# How to Train your Dragon Collectors Edition - Blu-ray Review



## Mike Edwards (Mar 10, 2011)

[img]http://www.hometheatershack.com/gallery/file.php?n=18874[/img] 
*Title: How to Train Your Dragon - Special Edition* 

*Movie:* :4.5stars:
*Video:* :5stars:
*Audio:* :5stars: 
*Extras:* :4stars: 

*HTS Overall Score:*97




[img]http://www.hometheatershack.com/gallery/file.php?n=18882[/img]*Summary*
“How to Train Your Dragon” is easily Dreamworks Pictures best film to date, in my opinion. With their previous works they showed potential, and with the “Shrek” series they showed they could be almost as good as Disney or Pixar. With “How to Train Your Dragon” they finally proved that they could run with the big boys. It has heart, it has humor, and my goodness, and does it have audio and video ability. Their quality has always been excellent, but this release goes above and beyond, with stellar audio and video and a copious amount of extras they have proven once more that the Mouse House and the place that invented Toy Story are not the ONLY kings of animation. Dave Upton has already written a fantastic review on the story description, so I will copy that in as bolded material for reference, my job here with this particular review is to analyze the audio, the video and the new extras listed. 

*Hiccup Horrendous Haddock III is a viking, or at least he's supposed to be a viking. A member of a small but proud island settlement Hiccup is the son of the village chief Stoic the Vast (Butler) - the only problem is that he's a runt, all brains and no brawn. On Hiccup's island every day is a battle for survival against hordes of dragons that constantly seek to steal their livestock and destroy their buildings. Without the strength or will to fight, Hiccup is an obvious misfit with an unfortunate tendency to break things and cause accidents. Working for the blacksmith Gobber (Ferguson) Hiccup gets the opportunity to invent contraptions to make up for his physical shortcomings, and one of these is a net launcher. Most vikings can capture a dragon by putting it into a headlock and wrestling the beast to the ground - but poor Hiccup doesn't have a hope. Instead, Hiccup plans to use his net launcher to catch a Night Fury, the most fearsome type of dragon there is - completely silent and never before killed or captured. 

Hiccup sneaks from the village one evening in the midst of a battle to kill his first dragon, he sits on the clifftop watching when a streak of purple flame shoots accross the sky. Hiccup takes careful aim and fires, and is astonished to find that his shot knocks the invisible target from the sky in the nearby forest.

The next day Hiccup treks out into the forest to see what he has captured. What he finds is a large black dragon tangled in nets and breathing with difficulty. Hiccup draws his knife, all he has to do is make the killing blow and finally he will become an accepted member of his people. Hiccup raises the blade over his head and closes his eyes - wincing at what he is about to do. Hiccup hears the dragon turn its head in resignation and pauses - realizing that the dragon is as scared as he is.

### SET EXERCISE
Reproduce verbatim the passage of the Blu-ray review between "Hiccup sneaks from" and "the nearby forest.", inclusive.

### DATA EXCERPTS
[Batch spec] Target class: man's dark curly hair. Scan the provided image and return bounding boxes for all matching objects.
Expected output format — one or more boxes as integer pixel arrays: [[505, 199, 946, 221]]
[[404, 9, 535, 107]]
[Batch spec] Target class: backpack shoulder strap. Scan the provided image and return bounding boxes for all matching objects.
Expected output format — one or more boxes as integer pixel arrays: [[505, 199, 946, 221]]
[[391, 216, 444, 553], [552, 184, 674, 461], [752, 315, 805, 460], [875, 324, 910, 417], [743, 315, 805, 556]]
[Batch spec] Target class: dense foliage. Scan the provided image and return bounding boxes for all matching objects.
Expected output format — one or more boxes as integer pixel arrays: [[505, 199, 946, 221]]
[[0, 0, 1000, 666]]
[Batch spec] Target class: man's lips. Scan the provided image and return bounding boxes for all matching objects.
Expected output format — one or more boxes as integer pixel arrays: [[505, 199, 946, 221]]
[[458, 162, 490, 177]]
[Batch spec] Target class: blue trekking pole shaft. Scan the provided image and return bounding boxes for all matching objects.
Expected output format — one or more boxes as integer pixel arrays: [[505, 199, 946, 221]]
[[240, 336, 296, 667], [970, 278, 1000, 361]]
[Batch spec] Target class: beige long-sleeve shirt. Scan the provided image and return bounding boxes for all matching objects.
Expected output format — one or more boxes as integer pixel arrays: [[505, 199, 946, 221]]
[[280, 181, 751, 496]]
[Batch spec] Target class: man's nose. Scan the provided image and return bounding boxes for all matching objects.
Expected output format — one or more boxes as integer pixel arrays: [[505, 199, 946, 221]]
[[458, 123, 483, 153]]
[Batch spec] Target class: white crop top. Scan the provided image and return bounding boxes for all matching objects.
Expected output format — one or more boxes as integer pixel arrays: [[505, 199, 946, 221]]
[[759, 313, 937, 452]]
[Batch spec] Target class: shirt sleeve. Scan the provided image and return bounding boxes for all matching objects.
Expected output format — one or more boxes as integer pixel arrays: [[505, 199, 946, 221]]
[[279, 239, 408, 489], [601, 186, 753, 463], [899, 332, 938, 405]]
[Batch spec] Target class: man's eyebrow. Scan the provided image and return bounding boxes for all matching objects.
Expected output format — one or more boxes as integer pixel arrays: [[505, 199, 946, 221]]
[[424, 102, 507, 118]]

### RESULT OF THIS TASK
Hiccup sneaks from the village one evening in the midst of a battle to kill his first dragon, he sits on the clifftop watching when a streak of purple flame shoots accross the sky. Hiccup takes careful aim and fires, and is astonished to find that his shot knocks the invisible target from the sky in the nearby forest.